- _PROBLEM STATEMENT_: Spot each line in the records below where the word "hand" occurs, then copy it.

- - -

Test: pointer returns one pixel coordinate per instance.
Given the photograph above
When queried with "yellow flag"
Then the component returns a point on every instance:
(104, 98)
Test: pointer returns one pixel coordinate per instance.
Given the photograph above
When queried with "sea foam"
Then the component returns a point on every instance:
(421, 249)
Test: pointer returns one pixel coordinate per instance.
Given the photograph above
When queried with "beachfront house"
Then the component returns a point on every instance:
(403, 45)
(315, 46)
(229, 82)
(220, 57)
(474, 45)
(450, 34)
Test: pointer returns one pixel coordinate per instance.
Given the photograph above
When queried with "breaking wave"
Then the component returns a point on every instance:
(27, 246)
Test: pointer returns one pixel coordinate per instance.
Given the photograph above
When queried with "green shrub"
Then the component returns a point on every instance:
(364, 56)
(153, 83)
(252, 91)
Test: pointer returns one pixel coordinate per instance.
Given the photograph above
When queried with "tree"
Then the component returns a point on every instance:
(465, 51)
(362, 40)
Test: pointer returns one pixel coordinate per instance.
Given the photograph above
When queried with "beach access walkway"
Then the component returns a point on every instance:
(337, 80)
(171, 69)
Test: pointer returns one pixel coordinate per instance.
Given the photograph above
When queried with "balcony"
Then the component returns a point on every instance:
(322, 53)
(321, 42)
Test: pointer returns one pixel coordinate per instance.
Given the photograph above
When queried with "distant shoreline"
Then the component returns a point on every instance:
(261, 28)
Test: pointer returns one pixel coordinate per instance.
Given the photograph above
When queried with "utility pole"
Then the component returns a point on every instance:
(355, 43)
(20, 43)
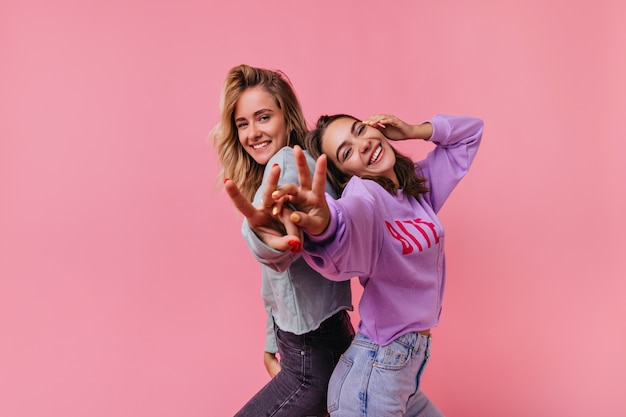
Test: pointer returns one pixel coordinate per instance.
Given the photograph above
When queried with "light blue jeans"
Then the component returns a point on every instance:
(381, 381)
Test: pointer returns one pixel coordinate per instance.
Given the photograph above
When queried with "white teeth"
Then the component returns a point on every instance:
(376, 154)
(260, 145)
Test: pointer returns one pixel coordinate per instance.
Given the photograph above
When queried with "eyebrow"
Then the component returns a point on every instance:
(256, 113)
(343, 144)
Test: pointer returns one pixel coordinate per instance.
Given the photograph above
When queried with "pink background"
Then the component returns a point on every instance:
(125, 287)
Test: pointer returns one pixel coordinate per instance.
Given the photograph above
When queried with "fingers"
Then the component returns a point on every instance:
(241, 203)
(314, 224)
(381, 119)
(304, 175)
(319, 179)
(270, 186)
(294, 232)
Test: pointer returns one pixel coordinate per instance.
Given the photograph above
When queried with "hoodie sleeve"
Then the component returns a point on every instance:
(351, 244)
(457, 139)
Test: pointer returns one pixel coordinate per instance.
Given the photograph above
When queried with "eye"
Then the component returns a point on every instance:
(346, 153)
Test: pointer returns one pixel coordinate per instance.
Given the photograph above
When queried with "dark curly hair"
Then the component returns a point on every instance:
(410, 182)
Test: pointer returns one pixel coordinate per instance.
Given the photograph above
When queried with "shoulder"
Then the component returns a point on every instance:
(362, 186)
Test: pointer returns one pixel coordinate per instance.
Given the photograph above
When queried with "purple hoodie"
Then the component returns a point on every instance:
(395, 244)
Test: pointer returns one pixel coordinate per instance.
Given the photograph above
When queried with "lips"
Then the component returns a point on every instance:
(376, 154)
(260, 145)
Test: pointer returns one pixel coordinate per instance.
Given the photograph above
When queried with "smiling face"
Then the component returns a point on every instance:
(260, 124)
(358, 149)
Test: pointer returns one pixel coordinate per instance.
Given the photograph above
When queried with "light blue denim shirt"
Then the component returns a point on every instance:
(297, 298)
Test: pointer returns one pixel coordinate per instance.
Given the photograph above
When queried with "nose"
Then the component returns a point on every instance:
(365, 145)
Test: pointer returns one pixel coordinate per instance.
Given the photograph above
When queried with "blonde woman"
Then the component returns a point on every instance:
(307, 323)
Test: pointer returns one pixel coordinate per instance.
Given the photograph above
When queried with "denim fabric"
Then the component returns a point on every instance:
(307, 362)
(381, 381)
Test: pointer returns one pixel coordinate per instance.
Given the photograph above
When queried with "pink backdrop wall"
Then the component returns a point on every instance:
(125, 287)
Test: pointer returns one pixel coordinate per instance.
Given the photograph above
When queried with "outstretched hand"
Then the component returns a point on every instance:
(278, 231)
(312, 212)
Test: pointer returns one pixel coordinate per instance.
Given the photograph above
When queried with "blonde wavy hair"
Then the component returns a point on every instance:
(236, 163)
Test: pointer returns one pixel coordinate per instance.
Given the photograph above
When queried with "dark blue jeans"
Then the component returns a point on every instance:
(307, 362)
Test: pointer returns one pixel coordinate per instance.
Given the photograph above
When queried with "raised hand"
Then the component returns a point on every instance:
(395, 129)
(312, 212)
(278, 231)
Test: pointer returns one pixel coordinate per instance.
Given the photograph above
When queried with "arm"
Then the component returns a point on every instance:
(457, 139)
(332, 225)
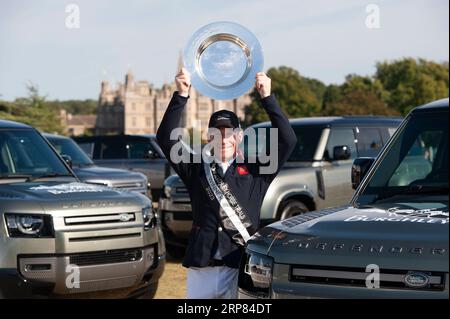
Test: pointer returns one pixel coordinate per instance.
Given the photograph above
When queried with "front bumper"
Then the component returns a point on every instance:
(283, 288)
(53, 275)
(176, 217)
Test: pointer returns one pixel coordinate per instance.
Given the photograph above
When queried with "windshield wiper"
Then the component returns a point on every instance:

- - -

- _WRITTEN SOLUTION_:
When queried with "outstretched hand"
When queried with "raised hand"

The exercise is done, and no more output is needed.